§ **Text to read**:

──────

Skip to content

Networks

Reference information for the vision model Networks API.

eva.vision.models.networks.ABMIL

Bases: Module

ABMIL network for multiple instance learning classification tasks.

Takes an array of patch level embeddings per slide as input. This implementation supports batched inputs of shape (batch_size, n_instances, input_size). For slides with less than n_instances patches, you can apply padding and provide a mask tensor to the forward pass.

The original implementation from [1] was used as a reference: https://github.com/AMLab-Amsterdam/AttentionDeepMIL/blob/master/model.py

Notes
  • use_bias: The paper didn't use bias in their formalism, but their published example code inadvertently does.
  • To prevent dot product similarities near-equal due to concentration of measure as a consequence of large input embedding dimensionality (>128), we added the option to project the input embeddings to a lower dimensionality

[1] Maximilian Ilse, Jakub M. Tomczak, Max Welling, "Attention-based Deep Multiple Instance Learning", 2018 https://arxiv.org/abs/1802.04712

Parameters:

Name Type Description Default
input_size int

input embedding dimension

required
output_size int

number of classes

required
projected_input_size int | None

size of the projected input. if None, no projection is performed.

required
hidden_size_attention int

hidden dimension in attention network

128
hidden_sizes_mlp tuple

dimensions for hidden layers in last mlp

(128, 64)
use_bias bool

whether to use bias in the attention network

True
dropout_input_embeddings float

dropout rate for the input embeddings

0.0
dropout_attention float

dropout rate for the attention network and classifier

0.0
dropout_mlp float

dropout rate for the final MLP network

0.0
pad_value int | float | None

Value indicating padding in the input tensor. If specified, entries with this value in the will be masked. If set to None, no masking is applied.

──────

§ **Task requirements**:
• A. In the Networks reference page, what is the default value of the hidden_sizes_mlp parameter?
• B. Reproduce the stretch of the Networks reference page from "dropout rate for the attention" through "masking is applied.".

§ **Listed entries**:
──────

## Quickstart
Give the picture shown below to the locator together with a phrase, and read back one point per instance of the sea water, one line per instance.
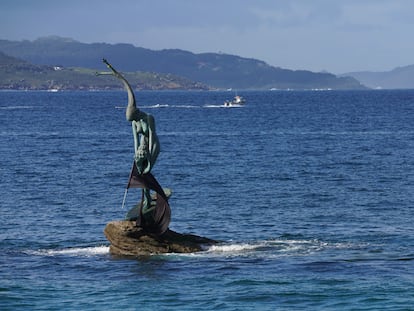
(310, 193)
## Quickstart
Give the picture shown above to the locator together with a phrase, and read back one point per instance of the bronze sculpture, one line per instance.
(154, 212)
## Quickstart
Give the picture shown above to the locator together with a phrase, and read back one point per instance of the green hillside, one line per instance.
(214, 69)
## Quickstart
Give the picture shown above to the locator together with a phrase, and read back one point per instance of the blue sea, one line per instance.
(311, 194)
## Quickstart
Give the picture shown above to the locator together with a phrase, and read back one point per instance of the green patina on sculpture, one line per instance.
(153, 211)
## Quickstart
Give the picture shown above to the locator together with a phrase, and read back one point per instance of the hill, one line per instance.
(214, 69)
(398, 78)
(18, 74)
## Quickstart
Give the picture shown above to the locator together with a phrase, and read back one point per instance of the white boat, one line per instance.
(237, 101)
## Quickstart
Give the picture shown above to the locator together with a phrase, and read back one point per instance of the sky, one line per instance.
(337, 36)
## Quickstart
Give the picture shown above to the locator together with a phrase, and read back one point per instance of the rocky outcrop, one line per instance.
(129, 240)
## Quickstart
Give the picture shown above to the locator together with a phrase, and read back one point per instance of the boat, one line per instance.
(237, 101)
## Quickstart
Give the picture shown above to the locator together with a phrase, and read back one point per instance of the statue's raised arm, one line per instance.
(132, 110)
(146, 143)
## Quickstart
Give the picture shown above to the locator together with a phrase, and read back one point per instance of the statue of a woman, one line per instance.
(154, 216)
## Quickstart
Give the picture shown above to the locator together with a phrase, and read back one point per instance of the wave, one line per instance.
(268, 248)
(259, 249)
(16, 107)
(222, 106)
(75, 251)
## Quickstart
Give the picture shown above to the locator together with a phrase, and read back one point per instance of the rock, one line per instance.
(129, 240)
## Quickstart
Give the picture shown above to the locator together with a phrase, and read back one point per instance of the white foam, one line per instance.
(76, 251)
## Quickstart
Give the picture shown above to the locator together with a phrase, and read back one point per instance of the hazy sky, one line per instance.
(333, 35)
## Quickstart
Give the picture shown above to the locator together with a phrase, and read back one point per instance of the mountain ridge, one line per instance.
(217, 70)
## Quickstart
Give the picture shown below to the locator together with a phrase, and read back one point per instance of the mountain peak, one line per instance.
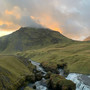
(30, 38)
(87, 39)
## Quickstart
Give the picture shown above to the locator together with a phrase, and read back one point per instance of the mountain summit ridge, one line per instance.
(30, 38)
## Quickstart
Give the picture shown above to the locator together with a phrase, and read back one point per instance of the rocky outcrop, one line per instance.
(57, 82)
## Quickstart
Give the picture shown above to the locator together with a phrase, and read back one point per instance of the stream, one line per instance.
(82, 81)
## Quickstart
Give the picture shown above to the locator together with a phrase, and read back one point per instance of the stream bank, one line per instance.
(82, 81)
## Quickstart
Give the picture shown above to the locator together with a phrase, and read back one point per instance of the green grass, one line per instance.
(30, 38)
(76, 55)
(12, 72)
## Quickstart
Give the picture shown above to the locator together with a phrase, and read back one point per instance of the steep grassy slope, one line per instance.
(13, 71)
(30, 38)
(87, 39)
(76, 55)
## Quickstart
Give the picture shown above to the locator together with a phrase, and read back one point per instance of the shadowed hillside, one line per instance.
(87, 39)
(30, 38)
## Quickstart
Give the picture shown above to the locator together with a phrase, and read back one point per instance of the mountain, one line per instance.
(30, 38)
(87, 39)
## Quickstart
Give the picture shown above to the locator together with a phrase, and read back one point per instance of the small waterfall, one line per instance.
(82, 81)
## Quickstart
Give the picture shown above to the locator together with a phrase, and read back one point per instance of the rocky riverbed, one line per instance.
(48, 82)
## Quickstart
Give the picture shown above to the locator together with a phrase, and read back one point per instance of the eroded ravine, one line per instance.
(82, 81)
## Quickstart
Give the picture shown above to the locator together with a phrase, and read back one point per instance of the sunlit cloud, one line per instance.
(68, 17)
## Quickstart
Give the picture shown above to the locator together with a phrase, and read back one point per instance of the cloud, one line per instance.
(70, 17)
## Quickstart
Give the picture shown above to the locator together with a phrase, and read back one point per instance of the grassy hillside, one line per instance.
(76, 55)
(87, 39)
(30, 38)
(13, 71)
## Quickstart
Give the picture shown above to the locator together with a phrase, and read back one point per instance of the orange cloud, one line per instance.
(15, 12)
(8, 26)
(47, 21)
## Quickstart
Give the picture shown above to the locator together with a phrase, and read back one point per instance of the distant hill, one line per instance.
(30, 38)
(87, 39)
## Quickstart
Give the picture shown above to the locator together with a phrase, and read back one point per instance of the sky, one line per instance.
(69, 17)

──────

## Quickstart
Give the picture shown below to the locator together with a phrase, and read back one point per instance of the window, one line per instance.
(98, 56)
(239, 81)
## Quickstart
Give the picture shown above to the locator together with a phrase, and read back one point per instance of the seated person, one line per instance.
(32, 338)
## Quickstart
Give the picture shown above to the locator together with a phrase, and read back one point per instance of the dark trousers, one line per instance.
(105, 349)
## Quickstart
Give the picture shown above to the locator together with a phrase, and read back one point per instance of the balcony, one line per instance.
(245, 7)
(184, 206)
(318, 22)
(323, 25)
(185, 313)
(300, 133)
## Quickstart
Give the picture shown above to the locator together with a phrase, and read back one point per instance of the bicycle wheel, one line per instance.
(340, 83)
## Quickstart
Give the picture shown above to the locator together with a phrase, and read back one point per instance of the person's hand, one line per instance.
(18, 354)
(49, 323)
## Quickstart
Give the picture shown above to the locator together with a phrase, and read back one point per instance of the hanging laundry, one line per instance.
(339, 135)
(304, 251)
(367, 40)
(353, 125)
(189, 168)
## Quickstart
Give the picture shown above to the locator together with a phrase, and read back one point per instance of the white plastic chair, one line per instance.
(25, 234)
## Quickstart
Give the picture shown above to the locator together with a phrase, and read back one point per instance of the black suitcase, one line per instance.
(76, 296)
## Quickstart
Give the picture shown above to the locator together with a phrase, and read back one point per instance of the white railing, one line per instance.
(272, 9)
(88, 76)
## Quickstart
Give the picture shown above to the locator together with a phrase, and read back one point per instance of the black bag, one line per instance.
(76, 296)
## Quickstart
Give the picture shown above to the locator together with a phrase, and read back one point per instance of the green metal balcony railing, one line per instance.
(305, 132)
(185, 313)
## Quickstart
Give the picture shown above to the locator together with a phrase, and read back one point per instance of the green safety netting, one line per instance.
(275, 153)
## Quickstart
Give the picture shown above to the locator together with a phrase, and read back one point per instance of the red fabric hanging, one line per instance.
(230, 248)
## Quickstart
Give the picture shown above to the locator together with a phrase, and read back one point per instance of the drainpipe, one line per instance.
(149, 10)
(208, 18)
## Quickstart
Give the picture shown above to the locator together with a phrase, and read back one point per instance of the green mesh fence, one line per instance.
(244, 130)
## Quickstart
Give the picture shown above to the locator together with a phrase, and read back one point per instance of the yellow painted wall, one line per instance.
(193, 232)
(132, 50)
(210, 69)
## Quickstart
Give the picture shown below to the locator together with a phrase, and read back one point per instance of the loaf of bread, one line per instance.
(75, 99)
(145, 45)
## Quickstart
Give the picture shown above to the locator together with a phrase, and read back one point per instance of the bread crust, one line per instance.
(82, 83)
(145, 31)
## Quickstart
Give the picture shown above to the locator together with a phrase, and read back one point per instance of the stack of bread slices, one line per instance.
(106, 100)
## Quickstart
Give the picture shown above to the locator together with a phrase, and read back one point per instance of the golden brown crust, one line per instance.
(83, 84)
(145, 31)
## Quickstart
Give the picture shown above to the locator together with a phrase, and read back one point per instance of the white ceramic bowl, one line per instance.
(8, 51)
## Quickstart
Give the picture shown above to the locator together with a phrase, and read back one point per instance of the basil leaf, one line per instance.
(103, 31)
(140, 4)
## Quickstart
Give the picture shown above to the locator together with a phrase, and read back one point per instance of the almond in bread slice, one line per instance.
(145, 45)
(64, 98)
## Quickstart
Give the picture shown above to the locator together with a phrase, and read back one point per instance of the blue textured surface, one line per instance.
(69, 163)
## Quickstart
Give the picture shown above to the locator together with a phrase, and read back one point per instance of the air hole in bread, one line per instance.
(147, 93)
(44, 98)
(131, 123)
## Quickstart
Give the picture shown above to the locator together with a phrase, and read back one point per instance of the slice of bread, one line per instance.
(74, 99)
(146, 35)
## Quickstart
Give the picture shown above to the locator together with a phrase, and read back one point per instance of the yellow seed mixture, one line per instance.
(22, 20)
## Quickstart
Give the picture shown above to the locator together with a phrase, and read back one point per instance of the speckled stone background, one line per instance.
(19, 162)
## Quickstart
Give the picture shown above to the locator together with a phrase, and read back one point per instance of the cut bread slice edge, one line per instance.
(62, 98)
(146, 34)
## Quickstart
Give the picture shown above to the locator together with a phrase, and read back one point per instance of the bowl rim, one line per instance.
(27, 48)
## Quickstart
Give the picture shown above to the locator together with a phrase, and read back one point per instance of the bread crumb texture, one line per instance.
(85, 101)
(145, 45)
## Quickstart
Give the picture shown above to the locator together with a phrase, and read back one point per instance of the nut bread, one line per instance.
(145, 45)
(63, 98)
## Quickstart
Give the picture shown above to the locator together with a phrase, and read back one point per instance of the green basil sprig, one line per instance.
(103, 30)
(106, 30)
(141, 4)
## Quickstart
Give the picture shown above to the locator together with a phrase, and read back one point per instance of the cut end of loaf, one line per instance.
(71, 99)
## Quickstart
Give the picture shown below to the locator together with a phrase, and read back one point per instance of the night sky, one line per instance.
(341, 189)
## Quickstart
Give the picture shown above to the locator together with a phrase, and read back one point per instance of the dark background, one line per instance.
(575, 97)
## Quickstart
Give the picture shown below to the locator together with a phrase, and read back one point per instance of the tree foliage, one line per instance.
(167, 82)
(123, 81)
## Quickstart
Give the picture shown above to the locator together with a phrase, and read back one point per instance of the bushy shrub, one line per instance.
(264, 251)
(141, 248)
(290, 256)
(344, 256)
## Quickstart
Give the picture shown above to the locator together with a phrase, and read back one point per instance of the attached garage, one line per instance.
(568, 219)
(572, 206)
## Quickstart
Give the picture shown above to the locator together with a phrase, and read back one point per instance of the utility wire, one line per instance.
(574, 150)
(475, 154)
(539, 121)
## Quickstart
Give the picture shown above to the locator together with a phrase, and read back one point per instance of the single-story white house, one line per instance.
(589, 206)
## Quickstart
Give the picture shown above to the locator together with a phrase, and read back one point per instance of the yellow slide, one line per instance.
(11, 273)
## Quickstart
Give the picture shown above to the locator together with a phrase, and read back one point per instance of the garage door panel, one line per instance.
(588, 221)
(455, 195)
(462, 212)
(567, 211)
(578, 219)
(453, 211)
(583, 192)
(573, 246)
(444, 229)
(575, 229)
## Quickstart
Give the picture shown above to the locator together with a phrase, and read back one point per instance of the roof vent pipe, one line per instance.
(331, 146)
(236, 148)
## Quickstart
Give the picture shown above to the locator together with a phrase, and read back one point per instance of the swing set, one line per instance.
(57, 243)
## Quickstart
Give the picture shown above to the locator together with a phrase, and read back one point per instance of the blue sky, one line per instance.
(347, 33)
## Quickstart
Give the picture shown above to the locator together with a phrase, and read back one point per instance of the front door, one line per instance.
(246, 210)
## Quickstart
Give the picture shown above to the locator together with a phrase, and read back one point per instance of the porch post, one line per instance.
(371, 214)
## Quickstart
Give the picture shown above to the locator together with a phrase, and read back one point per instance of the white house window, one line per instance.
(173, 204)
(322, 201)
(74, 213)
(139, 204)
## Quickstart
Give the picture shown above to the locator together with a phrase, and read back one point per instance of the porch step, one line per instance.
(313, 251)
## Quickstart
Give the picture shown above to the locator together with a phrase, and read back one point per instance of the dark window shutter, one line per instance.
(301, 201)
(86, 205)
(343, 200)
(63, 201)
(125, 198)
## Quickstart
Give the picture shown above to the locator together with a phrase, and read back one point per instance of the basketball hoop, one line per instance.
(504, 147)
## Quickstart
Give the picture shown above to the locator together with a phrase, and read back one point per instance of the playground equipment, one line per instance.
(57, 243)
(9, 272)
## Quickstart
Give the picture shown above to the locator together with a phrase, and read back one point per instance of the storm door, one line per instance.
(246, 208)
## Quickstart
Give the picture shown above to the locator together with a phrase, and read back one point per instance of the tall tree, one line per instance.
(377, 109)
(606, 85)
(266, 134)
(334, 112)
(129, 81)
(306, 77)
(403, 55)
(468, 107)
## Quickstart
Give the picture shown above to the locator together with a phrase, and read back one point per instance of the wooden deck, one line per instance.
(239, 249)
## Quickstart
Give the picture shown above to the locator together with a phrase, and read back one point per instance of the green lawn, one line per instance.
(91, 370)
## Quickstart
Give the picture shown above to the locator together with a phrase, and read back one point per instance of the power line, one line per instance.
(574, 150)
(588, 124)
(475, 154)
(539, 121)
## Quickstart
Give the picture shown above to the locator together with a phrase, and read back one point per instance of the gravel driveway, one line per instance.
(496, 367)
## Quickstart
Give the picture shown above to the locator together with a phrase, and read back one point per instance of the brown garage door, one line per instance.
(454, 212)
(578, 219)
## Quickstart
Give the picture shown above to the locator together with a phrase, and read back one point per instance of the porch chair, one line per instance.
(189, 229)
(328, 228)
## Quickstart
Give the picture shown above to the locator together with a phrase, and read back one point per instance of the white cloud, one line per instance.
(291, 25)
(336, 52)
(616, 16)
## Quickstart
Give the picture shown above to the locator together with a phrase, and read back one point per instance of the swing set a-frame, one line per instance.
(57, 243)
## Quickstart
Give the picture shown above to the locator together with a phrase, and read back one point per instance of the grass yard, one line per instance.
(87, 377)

──────

§ **Task-by-task results**:
• A. (128, 64)

• B.
dropout rate for the attention network and classifier

0.0
dropout_mlp float

dropout rate for the final MLP network

0.0
pad_value int | float | None

Value indicating padding in the input tensor. If specified, entries with this value in the will be masked. If set to None, no masking is applied.